* **Stored items from a collection**
########

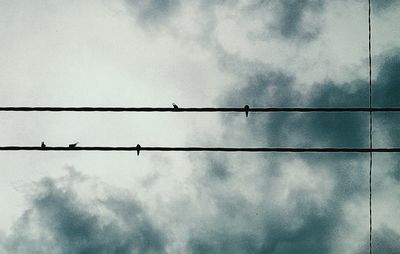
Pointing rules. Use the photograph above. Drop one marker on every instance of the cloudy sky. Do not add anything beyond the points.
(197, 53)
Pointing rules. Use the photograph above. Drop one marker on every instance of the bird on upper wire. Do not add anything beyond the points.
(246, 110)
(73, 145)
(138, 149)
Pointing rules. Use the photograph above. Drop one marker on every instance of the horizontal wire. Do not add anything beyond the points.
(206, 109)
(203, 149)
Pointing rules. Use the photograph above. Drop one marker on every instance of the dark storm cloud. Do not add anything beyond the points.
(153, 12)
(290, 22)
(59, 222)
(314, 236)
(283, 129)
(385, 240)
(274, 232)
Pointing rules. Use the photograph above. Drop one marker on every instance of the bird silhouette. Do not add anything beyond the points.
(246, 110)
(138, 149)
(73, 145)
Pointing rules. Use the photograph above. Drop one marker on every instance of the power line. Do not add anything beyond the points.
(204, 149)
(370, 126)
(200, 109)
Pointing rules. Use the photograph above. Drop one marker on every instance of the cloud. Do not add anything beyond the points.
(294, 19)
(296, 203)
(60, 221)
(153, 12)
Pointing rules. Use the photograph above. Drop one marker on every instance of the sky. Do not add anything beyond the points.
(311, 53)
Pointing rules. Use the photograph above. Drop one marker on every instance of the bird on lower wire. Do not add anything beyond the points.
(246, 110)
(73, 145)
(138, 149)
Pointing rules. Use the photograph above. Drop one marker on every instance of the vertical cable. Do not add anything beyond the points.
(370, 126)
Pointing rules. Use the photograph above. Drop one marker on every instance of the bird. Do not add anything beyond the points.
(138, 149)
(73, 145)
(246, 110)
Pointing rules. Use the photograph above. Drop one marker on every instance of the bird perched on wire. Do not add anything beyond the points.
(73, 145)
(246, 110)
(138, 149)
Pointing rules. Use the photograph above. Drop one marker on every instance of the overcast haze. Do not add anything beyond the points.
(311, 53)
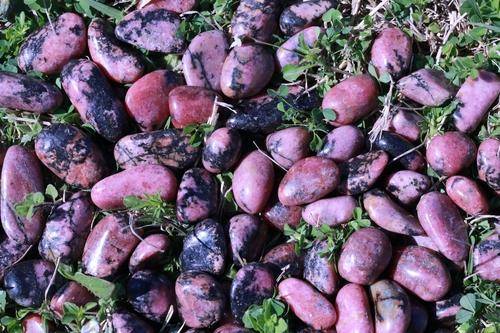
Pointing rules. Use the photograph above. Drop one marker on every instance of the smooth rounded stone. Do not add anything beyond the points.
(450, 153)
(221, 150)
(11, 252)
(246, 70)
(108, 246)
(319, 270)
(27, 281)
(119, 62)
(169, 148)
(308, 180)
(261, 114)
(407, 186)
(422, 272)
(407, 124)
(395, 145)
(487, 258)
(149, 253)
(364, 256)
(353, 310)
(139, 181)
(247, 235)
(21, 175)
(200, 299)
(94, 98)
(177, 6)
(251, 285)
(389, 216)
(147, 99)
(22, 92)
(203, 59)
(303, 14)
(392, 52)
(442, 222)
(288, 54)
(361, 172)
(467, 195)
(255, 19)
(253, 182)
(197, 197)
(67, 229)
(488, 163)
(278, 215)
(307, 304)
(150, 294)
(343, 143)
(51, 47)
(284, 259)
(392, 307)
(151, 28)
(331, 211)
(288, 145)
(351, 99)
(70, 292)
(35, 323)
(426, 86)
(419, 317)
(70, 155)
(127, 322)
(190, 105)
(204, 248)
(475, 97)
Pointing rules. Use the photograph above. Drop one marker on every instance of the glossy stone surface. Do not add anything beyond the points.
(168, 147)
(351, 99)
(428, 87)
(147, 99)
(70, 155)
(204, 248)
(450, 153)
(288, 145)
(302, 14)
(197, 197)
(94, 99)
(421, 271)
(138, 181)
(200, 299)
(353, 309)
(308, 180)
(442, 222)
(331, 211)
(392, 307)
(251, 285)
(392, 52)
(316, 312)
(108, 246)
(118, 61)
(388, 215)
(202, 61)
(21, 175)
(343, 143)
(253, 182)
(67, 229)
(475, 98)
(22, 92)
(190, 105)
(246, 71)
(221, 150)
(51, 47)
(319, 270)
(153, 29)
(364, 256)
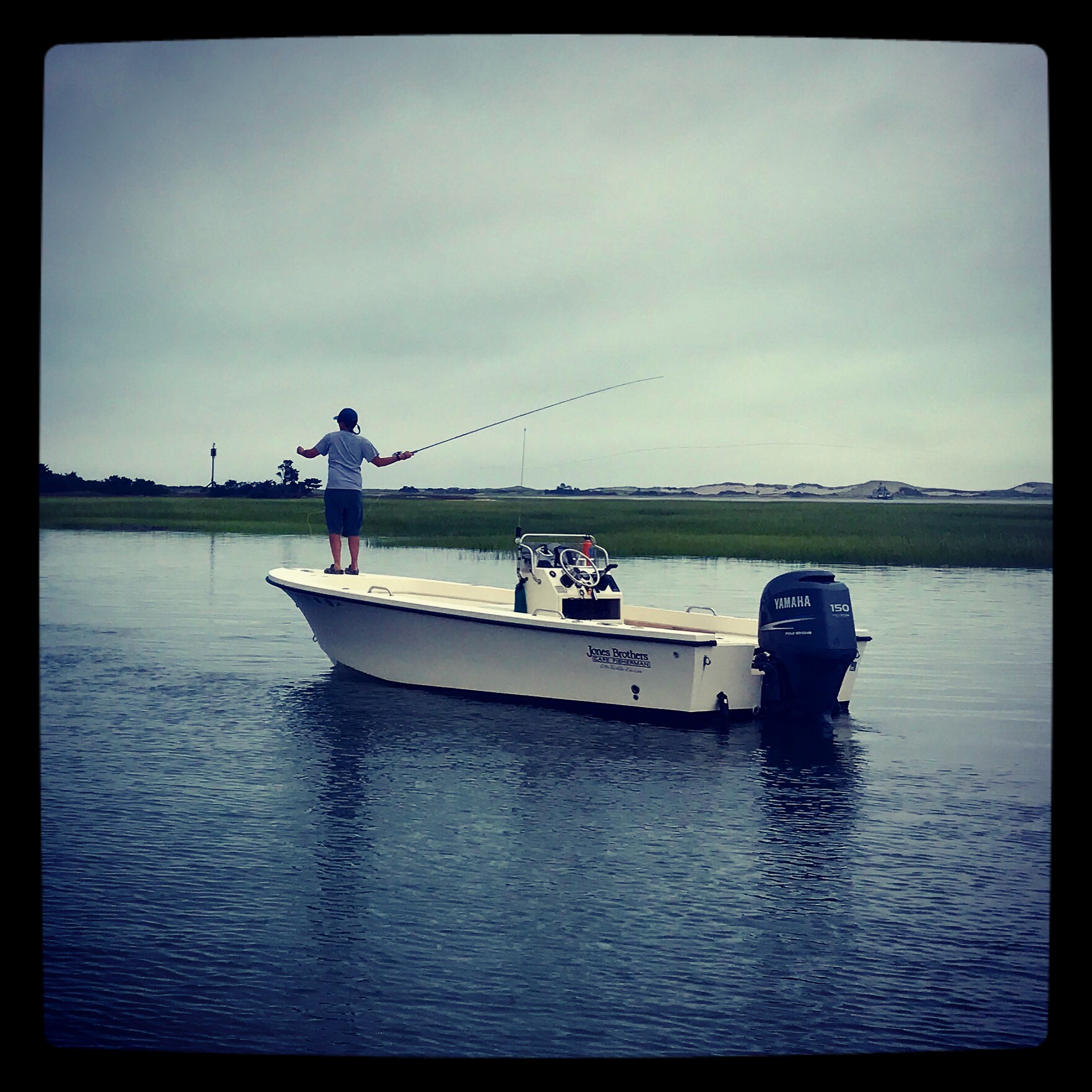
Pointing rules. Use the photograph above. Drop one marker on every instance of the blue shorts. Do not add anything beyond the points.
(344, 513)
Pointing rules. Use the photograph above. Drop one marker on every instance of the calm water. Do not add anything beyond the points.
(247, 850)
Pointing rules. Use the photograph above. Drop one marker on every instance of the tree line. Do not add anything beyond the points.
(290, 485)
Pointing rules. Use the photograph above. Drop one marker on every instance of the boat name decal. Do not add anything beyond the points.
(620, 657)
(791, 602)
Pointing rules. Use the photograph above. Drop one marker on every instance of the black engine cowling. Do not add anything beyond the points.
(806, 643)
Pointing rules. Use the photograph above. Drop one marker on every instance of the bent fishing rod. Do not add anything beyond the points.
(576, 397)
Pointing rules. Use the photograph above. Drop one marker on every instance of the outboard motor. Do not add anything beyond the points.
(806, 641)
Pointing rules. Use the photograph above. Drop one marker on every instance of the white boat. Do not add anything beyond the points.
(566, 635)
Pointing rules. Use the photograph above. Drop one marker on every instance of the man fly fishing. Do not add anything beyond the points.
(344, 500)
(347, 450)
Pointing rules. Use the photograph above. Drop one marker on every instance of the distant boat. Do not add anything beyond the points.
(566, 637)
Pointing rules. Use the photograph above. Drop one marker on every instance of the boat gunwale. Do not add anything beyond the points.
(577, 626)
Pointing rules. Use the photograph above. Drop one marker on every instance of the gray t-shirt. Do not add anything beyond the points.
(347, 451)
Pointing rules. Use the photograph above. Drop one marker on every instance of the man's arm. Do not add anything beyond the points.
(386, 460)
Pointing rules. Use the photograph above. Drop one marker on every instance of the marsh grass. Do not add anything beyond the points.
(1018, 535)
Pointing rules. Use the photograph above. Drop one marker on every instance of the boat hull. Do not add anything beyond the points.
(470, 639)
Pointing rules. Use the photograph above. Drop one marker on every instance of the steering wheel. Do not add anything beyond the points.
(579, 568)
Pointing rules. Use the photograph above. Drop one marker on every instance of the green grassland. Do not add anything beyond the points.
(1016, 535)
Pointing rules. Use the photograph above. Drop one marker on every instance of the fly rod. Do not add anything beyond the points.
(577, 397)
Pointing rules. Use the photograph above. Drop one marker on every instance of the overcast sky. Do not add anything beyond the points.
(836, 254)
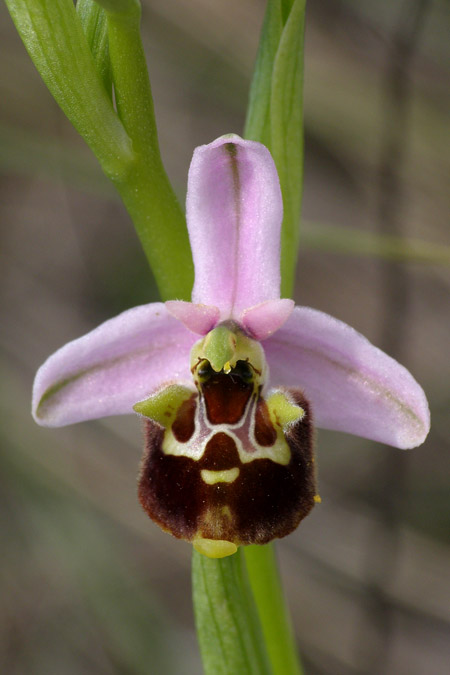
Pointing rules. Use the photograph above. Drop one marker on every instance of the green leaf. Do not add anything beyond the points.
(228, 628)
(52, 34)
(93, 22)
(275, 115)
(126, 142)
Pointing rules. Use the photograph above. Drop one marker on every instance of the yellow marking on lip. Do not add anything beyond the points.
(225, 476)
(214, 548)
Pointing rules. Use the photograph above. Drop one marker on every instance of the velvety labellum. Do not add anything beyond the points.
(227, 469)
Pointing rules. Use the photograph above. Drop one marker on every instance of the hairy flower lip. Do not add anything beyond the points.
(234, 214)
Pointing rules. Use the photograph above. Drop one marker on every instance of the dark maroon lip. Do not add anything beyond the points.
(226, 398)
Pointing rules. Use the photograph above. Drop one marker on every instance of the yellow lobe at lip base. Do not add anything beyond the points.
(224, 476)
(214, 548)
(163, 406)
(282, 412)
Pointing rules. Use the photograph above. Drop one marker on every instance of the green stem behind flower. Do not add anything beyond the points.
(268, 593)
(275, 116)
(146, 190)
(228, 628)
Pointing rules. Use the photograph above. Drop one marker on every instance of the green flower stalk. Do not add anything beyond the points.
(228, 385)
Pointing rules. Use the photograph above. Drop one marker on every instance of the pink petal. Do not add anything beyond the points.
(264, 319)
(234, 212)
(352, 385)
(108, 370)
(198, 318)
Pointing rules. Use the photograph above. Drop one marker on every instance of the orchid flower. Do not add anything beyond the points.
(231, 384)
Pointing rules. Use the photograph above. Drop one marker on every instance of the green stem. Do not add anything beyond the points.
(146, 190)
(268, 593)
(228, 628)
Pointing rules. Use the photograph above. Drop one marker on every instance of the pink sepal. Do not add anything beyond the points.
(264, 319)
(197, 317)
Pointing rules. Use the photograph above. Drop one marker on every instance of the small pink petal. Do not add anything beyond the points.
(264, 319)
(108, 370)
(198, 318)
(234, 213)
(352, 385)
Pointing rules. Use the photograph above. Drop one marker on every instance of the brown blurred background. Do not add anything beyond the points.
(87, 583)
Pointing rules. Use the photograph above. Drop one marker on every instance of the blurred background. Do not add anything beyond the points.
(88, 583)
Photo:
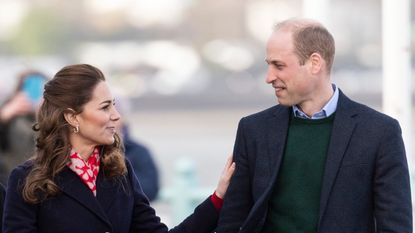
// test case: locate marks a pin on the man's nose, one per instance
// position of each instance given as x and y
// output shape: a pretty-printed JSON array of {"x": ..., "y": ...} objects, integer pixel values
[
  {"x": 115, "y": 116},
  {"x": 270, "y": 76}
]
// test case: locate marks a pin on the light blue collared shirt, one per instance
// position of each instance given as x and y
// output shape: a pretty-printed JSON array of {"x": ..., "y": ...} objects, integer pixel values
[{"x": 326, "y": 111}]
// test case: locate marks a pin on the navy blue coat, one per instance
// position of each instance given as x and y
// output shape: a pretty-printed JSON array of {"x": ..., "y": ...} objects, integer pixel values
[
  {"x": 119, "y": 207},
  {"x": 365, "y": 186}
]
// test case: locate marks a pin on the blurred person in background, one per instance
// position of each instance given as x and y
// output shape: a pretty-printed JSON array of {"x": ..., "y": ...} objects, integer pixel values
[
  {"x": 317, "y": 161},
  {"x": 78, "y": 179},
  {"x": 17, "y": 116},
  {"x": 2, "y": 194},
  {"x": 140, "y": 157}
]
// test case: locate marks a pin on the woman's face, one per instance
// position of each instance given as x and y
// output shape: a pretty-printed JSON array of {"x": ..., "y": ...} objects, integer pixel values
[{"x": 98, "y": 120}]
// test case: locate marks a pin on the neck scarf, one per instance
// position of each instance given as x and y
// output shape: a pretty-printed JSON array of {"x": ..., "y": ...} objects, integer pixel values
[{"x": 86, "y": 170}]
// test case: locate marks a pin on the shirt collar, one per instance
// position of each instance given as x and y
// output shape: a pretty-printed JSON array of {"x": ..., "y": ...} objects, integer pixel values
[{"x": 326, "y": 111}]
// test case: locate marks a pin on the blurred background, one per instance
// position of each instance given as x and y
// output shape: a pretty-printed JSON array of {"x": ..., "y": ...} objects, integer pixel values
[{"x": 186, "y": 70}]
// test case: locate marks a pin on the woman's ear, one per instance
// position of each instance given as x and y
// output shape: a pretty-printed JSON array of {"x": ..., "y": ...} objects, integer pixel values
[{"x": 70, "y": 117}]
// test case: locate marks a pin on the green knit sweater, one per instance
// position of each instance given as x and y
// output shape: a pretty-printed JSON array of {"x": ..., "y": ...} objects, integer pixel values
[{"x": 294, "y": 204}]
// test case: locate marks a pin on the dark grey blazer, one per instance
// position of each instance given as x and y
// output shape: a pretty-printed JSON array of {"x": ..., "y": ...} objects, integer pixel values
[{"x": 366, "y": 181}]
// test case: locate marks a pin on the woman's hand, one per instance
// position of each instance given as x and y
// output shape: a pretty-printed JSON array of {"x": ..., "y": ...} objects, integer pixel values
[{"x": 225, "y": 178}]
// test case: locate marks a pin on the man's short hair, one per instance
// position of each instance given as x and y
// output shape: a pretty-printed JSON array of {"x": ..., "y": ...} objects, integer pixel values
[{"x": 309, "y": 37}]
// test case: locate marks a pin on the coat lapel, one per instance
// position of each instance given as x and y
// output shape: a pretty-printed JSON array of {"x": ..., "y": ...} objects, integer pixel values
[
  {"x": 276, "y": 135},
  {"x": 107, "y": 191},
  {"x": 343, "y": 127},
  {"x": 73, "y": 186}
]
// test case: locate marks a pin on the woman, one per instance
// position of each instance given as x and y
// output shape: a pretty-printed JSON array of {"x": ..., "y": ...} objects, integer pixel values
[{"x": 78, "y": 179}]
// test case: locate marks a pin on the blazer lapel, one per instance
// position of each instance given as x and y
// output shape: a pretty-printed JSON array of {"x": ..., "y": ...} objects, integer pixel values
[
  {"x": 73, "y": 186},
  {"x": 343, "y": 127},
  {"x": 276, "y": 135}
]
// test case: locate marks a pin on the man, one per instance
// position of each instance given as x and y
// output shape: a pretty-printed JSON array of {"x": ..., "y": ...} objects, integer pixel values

########

* **Aim of the exercise**
Repeat word for word the lines running from the line containing "woman, one per instance" to the end of the entries above, inclusive.

* **Response**
// test case: locate marks a pin on the woman, one per instance
// position of each instance given as x and y
// output shape: a pretty-printed JSON array of {"x": ..., "y": ...} objects, integer pixel values
[{"x": 78, "y": 179}]
// test case: locate marks a pin on the blazer lapel, one per instance
// position of each instance given as x and y
// output shape: a pretty-printed JSON array of {"x": ..., "y": ...} objects, integer pixel values
[
  {"x": 73, "y": 186},
  {"x": 343, "y": 127},
  {"x": 276, "y": 135}
]
// test case: locate marks a pin on the man, one per instance
// position of each instance given as x and y
// output shape: a pretty-printed JSON array of {"x": ..., "y": ...} objects, integer pixel values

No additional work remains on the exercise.